Brano di partenza:
· · · · · · ·

Tale decisione ha già suscitato reazioni contrastanti nello scenario giuridico e politico, soprattutto in quanto successiva alla pronuncia della Grande Camera della Corte EDU (commento della dott.ssa Mariacarmela De Falco).

In attesa del deposito della sentenza può essere, però, utile passare in rassegna le motivazioni poste alla base dell’ordinanza di rimessione della Corte di Cassazione, con la quale si è ritenuta non manifestamente infondata la questione di legittimità costituzionale che ha portato alla suddetta determinazione del Giudice della Legge.

La questione. La Corte di Cassazione, con ordinanza di rimessione del 20 dicembre 2018, ha ritenuto non manifestamente infondata la questione di legittimità costituzionale del meccanismo “ostativo” previsto dall’art. 4 bis comma 1 Ord. Pen nei confronti dei soggetti condannati per i reati ivi elencati, in relazione esclusivamente all’ottenimento di permessi premio.

Invero, in relazione alla concessione del permesso premio, la norma citata preclude l’accesso, in senso assoluto, a tutte le persone condannate per delitti ostativi che non hanno fornito una collaborazione con la giustizia rilevante ai sensi dell’art. 58-ter Ord. Pen.

La doglianza evidenziata dal Giudice di legittimità riguarda, pertanto, il fatto che “tale preclusione assoluta, non distinguendo tra gli affiliati di un’organizzazione mafiosa e gli autori di delitti commessi avvalendosi delle condizioni di cui all’art. 416-bis cod. pen. ovvero al fine di agevolare l’attività delle associazioni previste dalla stessa norma, appare confliggente con i principi affermati dalla Corte costituzionale che […] ha affermato l’incompatibilità costituzionale delle presunzioni assolute di pericolosità sociale quando applicate alle condotte illecite che non presuppongono l’affiliazione a un’associazione mafiosa”.

· · · · · · ·

(Righe del dataset di puntamento)

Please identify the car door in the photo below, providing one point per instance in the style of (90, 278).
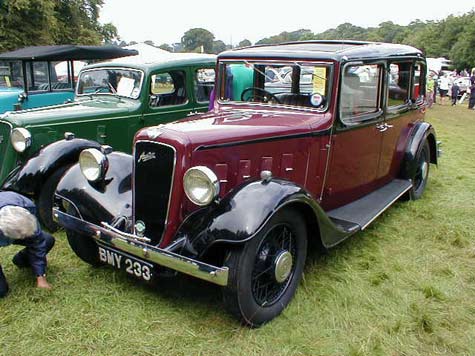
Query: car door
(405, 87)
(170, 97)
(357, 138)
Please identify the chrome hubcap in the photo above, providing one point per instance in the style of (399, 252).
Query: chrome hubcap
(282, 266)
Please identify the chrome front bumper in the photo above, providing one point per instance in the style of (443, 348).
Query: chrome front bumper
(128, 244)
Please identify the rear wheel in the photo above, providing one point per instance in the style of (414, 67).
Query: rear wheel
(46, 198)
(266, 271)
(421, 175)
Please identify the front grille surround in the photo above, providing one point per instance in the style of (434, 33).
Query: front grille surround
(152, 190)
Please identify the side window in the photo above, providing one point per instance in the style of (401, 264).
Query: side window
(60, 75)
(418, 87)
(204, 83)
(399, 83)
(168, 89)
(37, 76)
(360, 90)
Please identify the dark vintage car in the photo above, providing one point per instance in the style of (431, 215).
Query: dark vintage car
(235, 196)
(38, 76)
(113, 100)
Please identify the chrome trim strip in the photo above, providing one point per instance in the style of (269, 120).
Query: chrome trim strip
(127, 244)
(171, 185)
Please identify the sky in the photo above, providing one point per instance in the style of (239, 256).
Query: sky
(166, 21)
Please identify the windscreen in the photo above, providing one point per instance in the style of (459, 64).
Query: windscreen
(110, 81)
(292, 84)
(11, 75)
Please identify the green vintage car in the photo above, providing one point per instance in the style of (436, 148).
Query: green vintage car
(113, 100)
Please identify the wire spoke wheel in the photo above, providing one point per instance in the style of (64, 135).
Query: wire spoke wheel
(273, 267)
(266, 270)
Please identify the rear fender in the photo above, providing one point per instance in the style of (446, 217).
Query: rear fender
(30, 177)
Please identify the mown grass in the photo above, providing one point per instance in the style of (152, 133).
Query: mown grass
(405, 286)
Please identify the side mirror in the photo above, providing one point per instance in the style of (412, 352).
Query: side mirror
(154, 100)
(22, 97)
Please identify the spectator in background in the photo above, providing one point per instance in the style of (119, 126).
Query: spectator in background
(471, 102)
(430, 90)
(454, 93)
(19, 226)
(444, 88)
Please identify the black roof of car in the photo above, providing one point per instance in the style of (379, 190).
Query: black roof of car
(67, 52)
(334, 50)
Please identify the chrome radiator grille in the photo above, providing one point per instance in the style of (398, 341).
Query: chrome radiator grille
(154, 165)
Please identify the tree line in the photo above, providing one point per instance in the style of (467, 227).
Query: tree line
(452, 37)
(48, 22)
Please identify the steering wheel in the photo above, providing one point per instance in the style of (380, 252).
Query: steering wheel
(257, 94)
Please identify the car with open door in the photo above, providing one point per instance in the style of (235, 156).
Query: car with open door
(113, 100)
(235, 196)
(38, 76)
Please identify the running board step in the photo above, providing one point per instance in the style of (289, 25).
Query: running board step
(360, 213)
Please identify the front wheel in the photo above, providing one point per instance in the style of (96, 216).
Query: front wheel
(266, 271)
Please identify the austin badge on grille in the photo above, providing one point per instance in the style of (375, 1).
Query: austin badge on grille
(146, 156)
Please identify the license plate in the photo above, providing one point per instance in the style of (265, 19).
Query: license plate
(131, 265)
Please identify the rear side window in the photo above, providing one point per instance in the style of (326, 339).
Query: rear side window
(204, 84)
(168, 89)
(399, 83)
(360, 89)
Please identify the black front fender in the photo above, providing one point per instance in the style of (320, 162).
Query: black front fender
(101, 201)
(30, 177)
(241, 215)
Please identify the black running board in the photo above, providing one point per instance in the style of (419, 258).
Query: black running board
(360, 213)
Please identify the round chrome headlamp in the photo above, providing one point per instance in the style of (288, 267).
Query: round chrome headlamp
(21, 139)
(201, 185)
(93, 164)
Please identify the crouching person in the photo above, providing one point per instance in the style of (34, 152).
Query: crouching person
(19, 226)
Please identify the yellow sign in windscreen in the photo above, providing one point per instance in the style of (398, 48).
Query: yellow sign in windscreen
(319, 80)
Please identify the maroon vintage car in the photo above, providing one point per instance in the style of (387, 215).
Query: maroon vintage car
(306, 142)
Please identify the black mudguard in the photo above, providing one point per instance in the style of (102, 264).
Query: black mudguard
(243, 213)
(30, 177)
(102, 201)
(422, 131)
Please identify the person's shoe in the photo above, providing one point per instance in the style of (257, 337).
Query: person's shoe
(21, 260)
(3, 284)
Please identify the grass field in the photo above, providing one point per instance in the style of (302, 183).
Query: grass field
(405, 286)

· · · · · · ·

Da svolgere:
A) Riporta il testo sull'art. 4 bis Ord. Pen. da "In attesa del" fino a "Giudice della Legge." compreso, rinominando "Corte di Cassazione" in "Suprema Corte".
B) Prosegui il testo sull'art. 4 bis Ord. Pen. a partire dall'ultima frase riportata.

Risposte fornite:
A)
In attesa del deposito della sentenza può essere, però, utile passare in rassegna le motivazioni poste alla base dell’ordinanza di rimessione della Suprema Corte, con la quale si è ritenuta non manifestamente infondata la questione di legittimità costituzionale che ha portato alla suddetta determinazione del Giudice della Legge.

B)
La Corte di Cassazione richiama – ad ulteriore sostegno della non manifesta infondatezza – diverse pronunce della Corte Costituzionale e della Corte EDU con le quali si è ribadita l’importanza della funzione di risocializzazione della pena, garantita dai principi di progressività trattamentale e della flessibilità della pena radicati nell’art. 27, comma 3, Cost. (vd. Corte Cost., sent. n. 239 del 2014; Corte cost., sent. n. 76 del 2017; Corte cost., sent. n. 149 del 2018; Corte EDU, decisione della Grande Camera del 9 luglio 2013, Vinter e altri contro Regno Unito).

Le sentenze richiamate, aventi ad oggetto la compatibilità tra il divieto di concessione dei benefici penitenziari ed i principi che governano l’esecuzione della pena, dimostrano che il sistema delle presunzioni assolute è stato progressivamente scardinato per garantire il graduale inserimento del condannato all’ergastolo nel contesto sociale, soprattutto in riferimento all’ottenimento di benefici penitenziari, che costituisce “un tassello essenziale del vigente ordinamento penitenziario <<e della filosofia della risocializzazione che ne sta alla base>>”.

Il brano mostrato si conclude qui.